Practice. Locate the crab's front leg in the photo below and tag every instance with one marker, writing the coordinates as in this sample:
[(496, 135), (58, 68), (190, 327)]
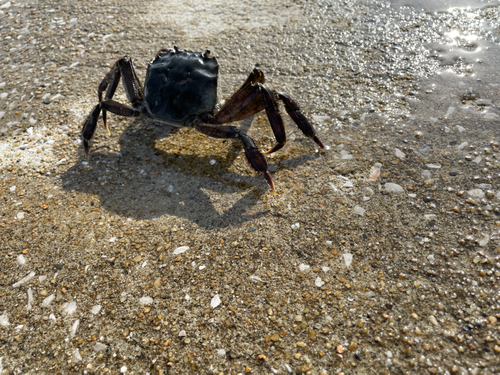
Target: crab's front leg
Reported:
[(90, 124), (121, 68)]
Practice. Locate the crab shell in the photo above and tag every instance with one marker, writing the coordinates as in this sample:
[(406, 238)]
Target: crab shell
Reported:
[(180, 84)]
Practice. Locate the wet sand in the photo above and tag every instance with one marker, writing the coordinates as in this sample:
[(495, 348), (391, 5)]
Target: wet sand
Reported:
[(164, 253)]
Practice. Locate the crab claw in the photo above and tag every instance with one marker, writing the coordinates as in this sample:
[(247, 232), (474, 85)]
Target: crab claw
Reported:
[(89, 127)]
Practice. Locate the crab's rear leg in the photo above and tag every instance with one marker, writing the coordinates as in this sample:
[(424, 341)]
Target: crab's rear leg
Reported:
[(90, 124), (252, 153)]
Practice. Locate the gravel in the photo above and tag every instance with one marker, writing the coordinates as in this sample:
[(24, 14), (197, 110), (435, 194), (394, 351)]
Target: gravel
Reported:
[(164, 253)]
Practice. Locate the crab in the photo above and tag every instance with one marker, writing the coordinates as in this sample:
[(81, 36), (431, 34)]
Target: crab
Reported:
[(181, 90)]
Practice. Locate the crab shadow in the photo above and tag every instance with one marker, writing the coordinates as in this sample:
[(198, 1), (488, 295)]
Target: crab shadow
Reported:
[(143, 182)]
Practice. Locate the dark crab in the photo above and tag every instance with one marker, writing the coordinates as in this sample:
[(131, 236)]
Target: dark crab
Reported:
[(181, 90)]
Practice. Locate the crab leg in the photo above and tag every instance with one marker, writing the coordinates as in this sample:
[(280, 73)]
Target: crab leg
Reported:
[(250, 100), (121, 68), (252, 153), (293, 110), (90, 124)]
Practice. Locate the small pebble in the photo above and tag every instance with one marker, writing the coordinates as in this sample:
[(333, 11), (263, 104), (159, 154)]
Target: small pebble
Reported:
[(98, 347), (181, 249), (393, 188), (215, 301)]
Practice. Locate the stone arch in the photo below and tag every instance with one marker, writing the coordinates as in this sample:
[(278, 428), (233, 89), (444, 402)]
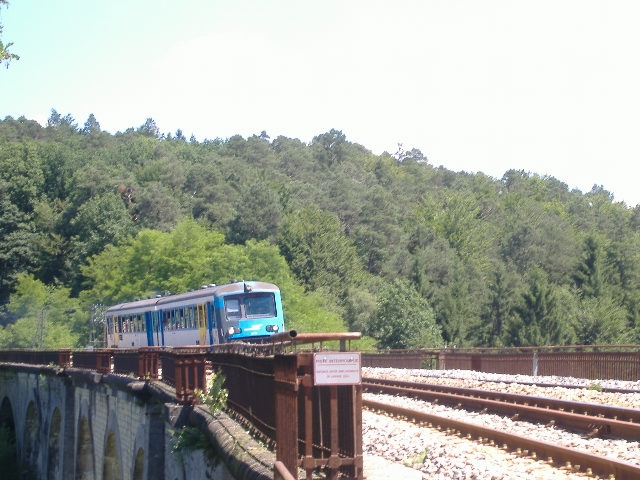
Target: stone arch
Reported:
[(138, 465), (54, 462), (8, 447), (84, 454), (111, 468), (30, 442)]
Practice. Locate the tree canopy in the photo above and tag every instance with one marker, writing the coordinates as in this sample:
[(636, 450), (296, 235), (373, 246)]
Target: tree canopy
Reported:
[(409, 254)]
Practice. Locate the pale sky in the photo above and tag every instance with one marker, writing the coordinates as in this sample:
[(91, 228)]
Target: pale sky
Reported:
[(548, 86)]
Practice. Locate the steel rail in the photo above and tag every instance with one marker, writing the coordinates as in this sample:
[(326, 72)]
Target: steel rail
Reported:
[(597, 420), (534, 449)]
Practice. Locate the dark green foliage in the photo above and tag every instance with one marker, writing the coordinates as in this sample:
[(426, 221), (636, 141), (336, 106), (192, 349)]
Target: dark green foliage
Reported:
[(404, 319), (519, 260), (9, 455)]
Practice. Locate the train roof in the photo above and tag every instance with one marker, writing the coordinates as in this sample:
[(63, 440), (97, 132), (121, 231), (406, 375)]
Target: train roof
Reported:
[(186, 298)]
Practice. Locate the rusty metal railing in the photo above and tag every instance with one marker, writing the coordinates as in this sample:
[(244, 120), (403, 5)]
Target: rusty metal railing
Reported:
[(312, 427)]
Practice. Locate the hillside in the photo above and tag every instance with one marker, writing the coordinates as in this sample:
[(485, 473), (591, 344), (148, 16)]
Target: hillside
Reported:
[(410, 254)]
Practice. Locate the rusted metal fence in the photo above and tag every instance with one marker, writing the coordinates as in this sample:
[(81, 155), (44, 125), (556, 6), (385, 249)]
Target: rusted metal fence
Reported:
[(312, 426), (591, 362)]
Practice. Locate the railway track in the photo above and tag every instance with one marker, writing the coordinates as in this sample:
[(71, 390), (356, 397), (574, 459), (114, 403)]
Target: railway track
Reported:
[(591, 419)]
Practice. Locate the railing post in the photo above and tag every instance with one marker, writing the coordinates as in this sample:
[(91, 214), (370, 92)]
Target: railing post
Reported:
[(286, 414)]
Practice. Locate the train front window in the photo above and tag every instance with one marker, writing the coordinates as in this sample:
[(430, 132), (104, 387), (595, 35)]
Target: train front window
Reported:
[(261, 305), (250, 306)]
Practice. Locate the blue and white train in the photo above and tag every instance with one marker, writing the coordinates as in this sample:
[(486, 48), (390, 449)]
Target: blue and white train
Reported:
[(243, 311)]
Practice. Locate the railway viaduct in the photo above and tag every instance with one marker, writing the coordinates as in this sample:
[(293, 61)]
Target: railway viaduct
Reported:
[(76, 424)]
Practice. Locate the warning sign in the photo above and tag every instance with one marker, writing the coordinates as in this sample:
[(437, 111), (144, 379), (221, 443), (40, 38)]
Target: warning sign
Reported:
[(337, 368)]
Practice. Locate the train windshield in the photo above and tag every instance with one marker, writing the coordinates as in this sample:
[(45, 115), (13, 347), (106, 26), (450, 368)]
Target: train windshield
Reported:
[(250, 306)]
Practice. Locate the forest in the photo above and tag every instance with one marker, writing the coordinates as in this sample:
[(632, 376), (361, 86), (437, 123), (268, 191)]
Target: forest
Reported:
[(410, 254)]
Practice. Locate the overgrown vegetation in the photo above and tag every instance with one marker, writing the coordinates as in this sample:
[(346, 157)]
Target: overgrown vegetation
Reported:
[(215, 397), (410, 254)]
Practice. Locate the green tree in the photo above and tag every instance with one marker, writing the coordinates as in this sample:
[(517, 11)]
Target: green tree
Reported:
[(319, 253), (600, 321), (5, 55), (538, 318), (47, 317), (404, 319), (258, 214)]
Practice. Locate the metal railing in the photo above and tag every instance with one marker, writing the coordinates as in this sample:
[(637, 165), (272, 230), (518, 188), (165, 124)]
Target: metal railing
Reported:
[(271, 388), (595, 362)]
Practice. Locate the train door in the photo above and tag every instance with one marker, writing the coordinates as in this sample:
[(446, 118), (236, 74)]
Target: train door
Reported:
[(112, 331), (148, 327), (213, 324), (201, 323)]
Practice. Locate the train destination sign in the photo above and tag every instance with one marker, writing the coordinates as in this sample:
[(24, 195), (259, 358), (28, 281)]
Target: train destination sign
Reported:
[(337, 368)]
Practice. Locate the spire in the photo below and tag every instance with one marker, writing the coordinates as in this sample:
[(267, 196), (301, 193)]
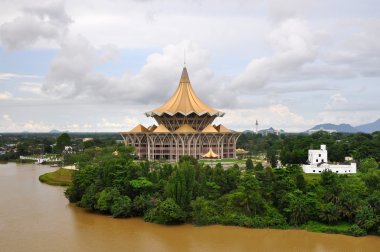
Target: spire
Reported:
[(184, 76), (184, 101)]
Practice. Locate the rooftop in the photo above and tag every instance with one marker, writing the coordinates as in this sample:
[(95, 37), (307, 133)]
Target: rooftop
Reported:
[(184, 101)]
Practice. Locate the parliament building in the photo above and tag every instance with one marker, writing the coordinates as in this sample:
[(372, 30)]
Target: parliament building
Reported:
[(184, 127)]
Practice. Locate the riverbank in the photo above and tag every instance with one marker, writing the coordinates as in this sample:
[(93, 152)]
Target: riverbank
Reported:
[(60, 177)]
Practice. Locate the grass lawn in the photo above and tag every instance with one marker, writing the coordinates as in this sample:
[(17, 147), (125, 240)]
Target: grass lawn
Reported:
[(61, 177), (310, 177)]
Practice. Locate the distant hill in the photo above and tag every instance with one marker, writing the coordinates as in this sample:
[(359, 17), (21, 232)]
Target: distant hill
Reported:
[(347, 128), (344, 128), (369, 127)]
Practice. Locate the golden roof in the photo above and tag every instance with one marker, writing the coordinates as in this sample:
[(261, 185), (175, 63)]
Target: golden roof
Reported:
[(184, 101), (221, 128), (210, 154), (138, 129), (185, 128), (152, 127), (161, 129), (209, 129)]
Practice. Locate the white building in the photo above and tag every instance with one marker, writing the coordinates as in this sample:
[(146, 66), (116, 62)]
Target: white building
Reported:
[(317, 160), (321, 129)]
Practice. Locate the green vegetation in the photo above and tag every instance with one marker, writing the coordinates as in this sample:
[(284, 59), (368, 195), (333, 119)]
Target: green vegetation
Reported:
[(61, 177), (193, 192)]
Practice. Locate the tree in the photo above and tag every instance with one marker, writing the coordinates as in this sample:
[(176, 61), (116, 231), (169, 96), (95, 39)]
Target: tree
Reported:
[(121, 207), (167, 212), (180, 185), (249, 165), (203, 212), (301, 207), (367, 163), (329, 213), (272, 157)]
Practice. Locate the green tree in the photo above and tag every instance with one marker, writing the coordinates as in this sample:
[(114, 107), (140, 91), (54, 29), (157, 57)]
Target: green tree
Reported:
[(301, 207), (121, 207), (272, 157), (167, 212), (62, 141), (367, 163), (203, 212)]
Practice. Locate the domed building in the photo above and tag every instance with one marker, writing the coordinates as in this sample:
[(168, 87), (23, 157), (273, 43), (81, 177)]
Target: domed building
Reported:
[(184, 127)]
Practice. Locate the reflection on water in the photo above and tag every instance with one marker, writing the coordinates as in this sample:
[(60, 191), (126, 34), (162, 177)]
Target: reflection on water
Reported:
[(37, 217)]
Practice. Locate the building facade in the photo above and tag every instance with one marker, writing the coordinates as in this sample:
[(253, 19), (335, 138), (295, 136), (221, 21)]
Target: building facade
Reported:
[(184, 127), (317, 163)]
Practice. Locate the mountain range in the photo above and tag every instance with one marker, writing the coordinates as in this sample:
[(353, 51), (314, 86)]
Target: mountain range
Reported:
[(347, 128)]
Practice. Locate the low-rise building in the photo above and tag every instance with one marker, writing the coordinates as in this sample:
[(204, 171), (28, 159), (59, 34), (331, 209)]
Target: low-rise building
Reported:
[(317, 163)]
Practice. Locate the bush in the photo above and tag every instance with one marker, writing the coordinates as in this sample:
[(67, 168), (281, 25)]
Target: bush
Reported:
[(167, 212), (121, 207), (355, 230), (203, 212)]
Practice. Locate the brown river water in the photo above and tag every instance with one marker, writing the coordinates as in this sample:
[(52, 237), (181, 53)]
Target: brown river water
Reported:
[(37, 217)]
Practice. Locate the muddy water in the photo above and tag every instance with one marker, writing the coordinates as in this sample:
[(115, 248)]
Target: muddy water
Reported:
[(37, 217)]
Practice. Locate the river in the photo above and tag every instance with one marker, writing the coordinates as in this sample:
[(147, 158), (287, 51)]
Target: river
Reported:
[(37, 217)]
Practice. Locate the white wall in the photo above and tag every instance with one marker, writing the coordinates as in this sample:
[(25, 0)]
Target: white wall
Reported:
[(340, 169)]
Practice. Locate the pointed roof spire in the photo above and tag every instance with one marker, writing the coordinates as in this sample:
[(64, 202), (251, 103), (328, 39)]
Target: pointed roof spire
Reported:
[(184, 101), (139, 129), (210, 154), (184, 77)]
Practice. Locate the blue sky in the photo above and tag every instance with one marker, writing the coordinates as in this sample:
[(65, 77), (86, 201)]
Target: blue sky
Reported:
[(99, 65)]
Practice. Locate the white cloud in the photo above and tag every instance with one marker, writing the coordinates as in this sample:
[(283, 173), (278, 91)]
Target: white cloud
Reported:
[(31, 87), (47, 21), (5, 95), (337, 101), (72, 73), (294, 45)]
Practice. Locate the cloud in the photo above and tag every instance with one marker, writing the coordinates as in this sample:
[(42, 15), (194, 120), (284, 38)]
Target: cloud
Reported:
[(72, 73), (9, 76), (337, 101), (293, 44), (5, 95), (31, 87), (47, 21)]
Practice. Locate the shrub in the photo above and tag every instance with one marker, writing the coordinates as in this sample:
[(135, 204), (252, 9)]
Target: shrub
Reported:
[(355, 230), (167, 212)]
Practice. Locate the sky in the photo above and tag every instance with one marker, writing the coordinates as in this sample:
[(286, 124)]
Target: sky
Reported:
[(97, 65)]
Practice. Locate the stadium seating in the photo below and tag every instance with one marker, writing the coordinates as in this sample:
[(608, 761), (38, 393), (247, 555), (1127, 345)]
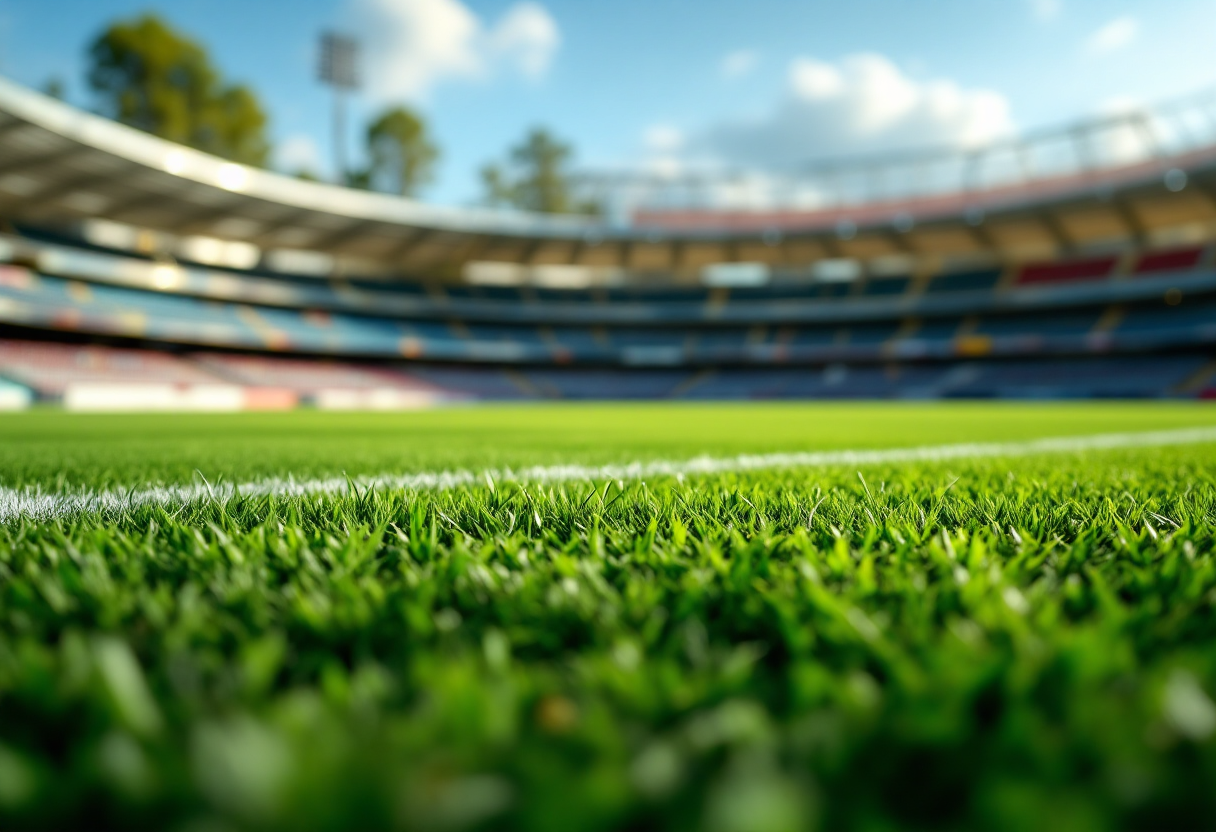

☆ ☆ ☆ ☆ ☆ ☆ ☆

• **Task**:
All lines above from the one holding "[(430, 132), (104, 387), (595, 35)]" to the one holding "[(45, 115), (13, 347), (106, 26), (450, 368)]", inclusive, are to be copied exactly; no other line is wanted.

• **Task result**:
[(430, 132), (104, 387), (595, 35)]
Target: train front window
Reported:
[(261, 305), (250, 306)]
Practice. Locate the blue and white train in the photo above and tag every instance with one marker, writing the coordinates as in this sample:
[(486, 48), (390, 449)]
Target: blue and white train
Reported:
[(243, 311)]
Practice. Locate the railway viaduct in the photo above and tag every instance with one marker, writing the coordinates as in this sample:
[(293, 61)]
Target: railway viaduct
Reported:
[(76, 424)]
Practice. Locate the warning sign in the photo above and tag every instance with one marker, writing the coordinates as in this sample:
[(437, 111), (144, 379), (221, 443), (40, 38)]
Target: warning sign
Reported:
[(337, 368)]
Practice. Locate the train windshield in the photo above and tag every instance with one marker, writing the coordinates as in this sample:
[(45, 115), (13, 347), (106, 26), (450, 368)]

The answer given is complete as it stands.